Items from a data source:
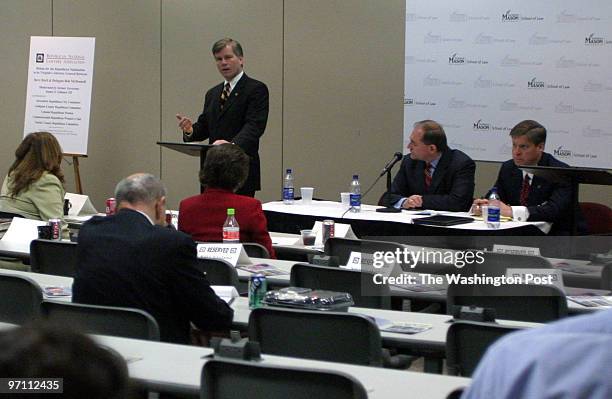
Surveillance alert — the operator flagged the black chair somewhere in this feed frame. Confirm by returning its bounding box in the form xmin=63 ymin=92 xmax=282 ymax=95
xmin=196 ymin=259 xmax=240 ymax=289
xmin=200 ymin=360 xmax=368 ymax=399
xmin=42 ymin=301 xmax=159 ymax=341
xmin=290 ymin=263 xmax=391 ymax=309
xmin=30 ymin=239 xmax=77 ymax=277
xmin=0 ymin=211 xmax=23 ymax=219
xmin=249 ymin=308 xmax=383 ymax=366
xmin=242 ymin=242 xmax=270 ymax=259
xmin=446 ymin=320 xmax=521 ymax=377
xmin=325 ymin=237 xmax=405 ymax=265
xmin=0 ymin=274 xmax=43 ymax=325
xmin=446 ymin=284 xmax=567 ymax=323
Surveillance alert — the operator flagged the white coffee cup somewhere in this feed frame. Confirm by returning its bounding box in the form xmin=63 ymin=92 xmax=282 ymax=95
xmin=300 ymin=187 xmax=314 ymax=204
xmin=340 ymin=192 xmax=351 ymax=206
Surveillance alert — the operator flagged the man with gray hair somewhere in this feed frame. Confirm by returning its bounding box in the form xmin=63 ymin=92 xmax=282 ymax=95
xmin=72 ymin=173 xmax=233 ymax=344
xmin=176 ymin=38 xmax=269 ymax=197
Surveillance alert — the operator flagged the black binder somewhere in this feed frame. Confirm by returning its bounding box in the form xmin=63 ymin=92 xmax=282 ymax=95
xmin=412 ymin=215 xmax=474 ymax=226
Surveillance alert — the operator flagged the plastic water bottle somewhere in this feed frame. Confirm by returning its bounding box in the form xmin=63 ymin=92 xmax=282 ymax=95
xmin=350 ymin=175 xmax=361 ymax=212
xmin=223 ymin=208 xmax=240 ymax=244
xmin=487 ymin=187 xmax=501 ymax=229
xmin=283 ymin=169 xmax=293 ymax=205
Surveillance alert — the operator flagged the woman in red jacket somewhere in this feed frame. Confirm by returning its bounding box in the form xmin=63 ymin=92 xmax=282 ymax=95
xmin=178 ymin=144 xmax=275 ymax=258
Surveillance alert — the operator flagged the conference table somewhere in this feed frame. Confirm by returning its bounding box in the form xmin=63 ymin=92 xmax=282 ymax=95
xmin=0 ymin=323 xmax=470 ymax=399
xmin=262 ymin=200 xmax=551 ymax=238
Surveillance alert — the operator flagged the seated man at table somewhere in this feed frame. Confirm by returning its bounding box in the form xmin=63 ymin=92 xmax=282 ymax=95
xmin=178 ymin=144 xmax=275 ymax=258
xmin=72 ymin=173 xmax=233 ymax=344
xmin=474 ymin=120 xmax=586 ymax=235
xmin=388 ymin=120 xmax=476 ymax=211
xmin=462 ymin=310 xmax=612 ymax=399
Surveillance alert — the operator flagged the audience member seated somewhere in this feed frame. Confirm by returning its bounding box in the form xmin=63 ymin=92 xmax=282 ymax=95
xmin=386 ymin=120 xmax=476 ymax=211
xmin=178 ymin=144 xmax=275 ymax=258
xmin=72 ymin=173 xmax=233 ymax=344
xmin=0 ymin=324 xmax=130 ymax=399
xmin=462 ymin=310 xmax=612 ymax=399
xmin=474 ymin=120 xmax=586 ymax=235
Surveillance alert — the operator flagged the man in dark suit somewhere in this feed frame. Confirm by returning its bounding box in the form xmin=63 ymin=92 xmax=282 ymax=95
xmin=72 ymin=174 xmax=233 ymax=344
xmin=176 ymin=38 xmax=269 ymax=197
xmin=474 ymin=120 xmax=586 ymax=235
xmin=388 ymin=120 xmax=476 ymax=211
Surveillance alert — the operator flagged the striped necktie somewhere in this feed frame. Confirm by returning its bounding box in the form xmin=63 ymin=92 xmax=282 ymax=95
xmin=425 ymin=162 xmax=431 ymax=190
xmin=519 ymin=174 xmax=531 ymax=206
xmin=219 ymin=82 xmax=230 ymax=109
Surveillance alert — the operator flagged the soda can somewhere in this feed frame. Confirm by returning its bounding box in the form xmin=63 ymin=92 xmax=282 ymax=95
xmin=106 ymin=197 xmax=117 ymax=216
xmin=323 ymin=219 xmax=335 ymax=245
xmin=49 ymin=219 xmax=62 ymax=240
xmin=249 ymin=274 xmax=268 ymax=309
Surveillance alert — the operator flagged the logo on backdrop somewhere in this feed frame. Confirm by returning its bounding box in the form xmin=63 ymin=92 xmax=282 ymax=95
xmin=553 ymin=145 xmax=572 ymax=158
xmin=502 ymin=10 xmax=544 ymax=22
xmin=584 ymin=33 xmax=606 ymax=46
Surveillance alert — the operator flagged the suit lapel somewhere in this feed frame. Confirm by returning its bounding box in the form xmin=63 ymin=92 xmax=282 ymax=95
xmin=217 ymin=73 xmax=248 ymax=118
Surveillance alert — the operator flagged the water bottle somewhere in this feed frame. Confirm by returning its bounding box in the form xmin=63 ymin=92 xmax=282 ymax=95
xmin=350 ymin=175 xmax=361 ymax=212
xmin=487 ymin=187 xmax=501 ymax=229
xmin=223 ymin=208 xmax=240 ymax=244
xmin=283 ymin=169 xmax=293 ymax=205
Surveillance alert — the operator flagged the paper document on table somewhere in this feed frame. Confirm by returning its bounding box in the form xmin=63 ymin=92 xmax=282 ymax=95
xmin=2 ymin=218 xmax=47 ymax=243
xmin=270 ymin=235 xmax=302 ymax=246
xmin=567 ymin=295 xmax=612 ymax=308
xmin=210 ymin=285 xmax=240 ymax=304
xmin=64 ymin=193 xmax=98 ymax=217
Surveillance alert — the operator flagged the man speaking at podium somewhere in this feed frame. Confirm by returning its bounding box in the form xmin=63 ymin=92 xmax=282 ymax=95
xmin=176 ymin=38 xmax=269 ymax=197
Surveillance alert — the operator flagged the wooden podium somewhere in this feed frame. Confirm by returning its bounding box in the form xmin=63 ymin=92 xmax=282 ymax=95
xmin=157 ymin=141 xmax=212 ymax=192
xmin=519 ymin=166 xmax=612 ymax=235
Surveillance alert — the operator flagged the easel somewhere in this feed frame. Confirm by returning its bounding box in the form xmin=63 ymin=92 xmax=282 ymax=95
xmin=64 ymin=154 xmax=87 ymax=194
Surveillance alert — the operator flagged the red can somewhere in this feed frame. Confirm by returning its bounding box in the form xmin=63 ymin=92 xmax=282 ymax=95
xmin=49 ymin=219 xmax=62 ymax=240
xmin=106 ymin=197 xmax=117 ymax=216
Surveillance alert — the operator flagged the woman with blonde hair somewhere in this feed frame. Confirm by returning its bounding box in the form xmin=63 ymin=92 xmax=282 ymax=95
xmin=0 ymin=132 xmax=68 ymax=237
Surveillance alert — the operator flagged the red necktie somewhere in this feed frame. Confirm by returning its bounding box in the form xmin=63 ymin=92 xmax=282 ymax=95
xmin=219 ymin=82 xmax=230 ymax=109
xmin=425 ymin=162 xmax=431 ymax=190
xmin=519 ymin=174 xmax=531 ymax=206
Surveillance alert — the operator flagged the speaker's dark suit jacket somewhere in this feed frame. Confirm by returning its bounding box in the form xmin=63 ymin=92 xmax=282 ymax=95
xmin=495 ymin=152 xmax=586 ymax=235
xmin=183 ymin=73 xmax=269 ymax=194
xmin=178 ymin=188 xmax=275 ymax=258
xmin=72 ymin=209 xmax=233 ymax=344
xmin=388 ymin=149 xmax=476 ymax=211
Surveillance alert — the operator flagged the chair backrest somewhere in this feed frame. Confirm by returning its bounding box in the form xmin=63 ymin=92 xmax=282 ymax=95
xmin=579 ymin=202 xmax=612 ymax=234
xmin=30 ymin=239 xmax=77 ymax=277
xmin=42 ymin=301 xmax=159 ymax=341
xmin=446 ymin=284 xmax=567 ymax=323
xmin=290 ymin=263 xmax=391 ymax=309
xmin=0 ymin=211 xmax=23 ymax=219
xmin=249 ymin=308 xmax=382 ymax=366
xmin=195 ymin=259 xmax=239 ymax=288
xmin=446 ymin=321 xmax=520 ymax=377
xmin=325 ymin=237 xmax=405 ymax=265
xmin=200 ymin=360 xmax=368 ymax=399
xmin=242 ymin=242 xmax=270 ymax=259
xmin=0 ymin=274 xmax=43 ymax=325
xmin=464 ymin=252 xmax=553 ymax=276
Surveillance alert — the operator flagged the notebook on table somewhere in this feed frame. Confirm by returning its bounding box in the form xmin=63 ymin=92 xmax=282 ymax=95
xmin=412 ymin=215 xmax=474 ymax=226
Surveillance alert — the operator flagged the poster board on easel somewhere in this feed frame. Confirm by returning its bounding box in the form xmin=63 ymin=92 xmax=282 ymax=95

◆ THE TASK
Quote the items word for word, starting with the line that contains "Surveillance alert — the operator flagged the red can" and ending with the line that contains "xmin=464 ymin=252 xmax=553 ymax=276", both of those lines included.

◆ TASK ANSWER
Surveillance alert — the operator flagged the red can somewhere in this feed frame. Confirm by returning its bounding box in the form xmin=63 ymin=92 xmax=282 ymax=95
xmin=49 ymin=219 xmax=62 ymax=240
xmin=106 ymin=197 xmax=117 ymax=216
Surveillance alert — the operator flagged the woman with blonde hair somewhere in this feed frame. Confirm by returning its bounding box in the form xmin=63 ymin=92 xmax=282 ymax=95
xmin=0 ymin=132 xmax=68 ymax=237
Surveillance alert — the operator flagged the red necktie somewhere in this feed frame. Confirm by returning its bounding box in the form xmin=63 ymin=92 xmax=282 ymax=95
xmin=219 ymin=82 xmax=230 ymax=109
xmin=425 ymin=162 xmax=431 ymax=190
xmin=519 ymin=174 xmax=531 ymax=206
Surveillance alert — the operator flagged the speaker's dark suit jacket somewhere in this feed frame. Confirm by returning its bounding box in the form xmin=63 ymin=92 xmax=282 ymax=95
xmin=495 ymin=152 xmax=586 ymax=235
xmin=183 ymin=73 xmax=269 ymax=194
xmin=178 ymin=188 xmax=275 ymax=258
xmin=72 ymin=209 xmax=233 ymax=344
xmin=388 ymin=149 xmax=476 ymax=211
Surveillance alert — the operator flagged the chair backrest somewhere in this feed frame. Confirm by returning its bounding box in the form xmin=63 ymin=92 xmax=282 ymax=95
xmin=579 ymin=202 xmax=612 ymax=234
xmin=30 ymin=239 xmax=77 ymax=277
xmin=42 ymin=301 xmax=159 ymax=341
xmin=446 ymin=284 xmax=567 ymax=323
xmin=290 ymin=263 xmax=391 ymax=309
xmin=0 ymin=211 xmax=23 ymax=219
xmin=249 ymin=308 xmax=382 ymax=366
xmin=195 ymin=259 xmax=239 ymax=288
xmin=446 ymin=321 xmax=520 ymax=377
xmin=325 ymin=237 xmax=405 ymax=265
xmin=200 ymin=360 xmax=368 ymax=399
xmin=242 ymin=242 xmax=270 ymax=259
xmin=0 ymin=274 xmax=43 ymax=325
xmin=464 ymin=252 xmax=553 ymax=276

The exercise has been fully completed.